┌─ Listed entries

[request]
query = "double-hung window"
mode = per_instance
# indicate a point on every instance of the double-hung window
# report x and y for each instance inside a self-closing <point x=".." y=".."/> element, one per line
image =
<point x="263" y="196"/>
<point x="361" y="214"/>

└─

» Task requirements:
Please set down each line of the records exactly as given.

» Answer to the problem:
[request]
query = "double-hung window"
mode = per_instance
# indicate a point on every instance of the double-hung window
# report x and y for each instance inside a self-closing <point x=".." y=".."/> element, one per line
image =
<point x="263" y="196"/>
<point x="361" y="214"/>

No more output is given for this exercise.